***** SOURCE INFORMATION

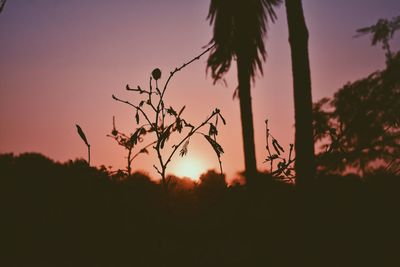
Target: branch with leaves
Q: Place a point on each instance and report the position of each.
(83, 137)
(167, 121)
(129, 143)
(284, 167)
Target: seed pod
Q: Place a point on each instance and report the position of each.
(156, 74)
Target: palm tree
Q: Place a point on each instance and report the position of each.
(304, 143)
(239, 28)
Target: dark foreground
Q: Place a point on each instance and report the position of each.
(71, 215)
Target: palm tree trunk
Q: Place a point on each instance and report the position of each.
(246, 115)
(304, 143)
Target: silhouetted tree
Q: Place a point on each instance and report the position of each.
(361, 123)
(2, 4)
(304, 143)
(239, 28)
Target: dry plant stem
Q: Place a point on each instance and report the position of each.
(88, 155)
(161, 130)
(267, 147)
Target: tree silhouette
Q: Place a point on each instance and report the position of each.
(360, 126)
(239, 28)
(304, 143)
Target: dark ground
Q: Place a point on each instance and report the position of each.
(68, 214)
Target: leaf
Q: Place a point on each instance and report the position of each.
(137, 117)
(213, 130)
(136, 135)
(164, 136)
(182, 109)
(184, 149)
(178, 124)
(217, 147)
(222, 118)
(171, 111)
(277, 146)
(144, 150)
(82, 134)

**********

» **EXERCISE GOAL**: Set down the data above exactly as written. Omit the pictures.

» **TASK RESULT**:
Target: branch with leaves
Q: Place a point on each instance and report the position of each.
(83, 137)
(167, 121)
(129, 143)
(284, 167)
Target: seed pod
Q: Place a point on each instance and report the position of each.
(156, 74)
Target: palm tree
Q: Place a point on each instance and report the position of each.
(304, 143)
(239, 28)
Target: dark foreground
Q: Place a point on each instance and report the position of each.
(71, 215)
Target: palm tree trunk
Q: Place a point on each instance and report the position of each.
(246, 115)
(304, 143)
Target: silhouetted tree
Q: Place a point on each instance and report the position of each.
(361, 123)
(2, 4)
(304, 143)
(239, 28)
Target: dry plant stem
Q: Place a point on each instance and report the position of each.
(88, 155)
(161, 130)
(267, 147)
Target: tree silhouette
Q: Place a point on each instance and report the position of each.
(360, 126)
(239, 28)
(304, 143)
Target: dark ground
Q: Place a point on each instance and report the position of each.
(68, 214)
Target: leaf
Q: Place a point on each instance and report the position of each.
(137, 117)
(213, 130)
(136, 135)
(164, 136)
(182, 109)
(184, 149)
(178, 124)
(217, 147)
(222, 118)
(171, 111)
(277, 146)
(144, 150)
(82, 134)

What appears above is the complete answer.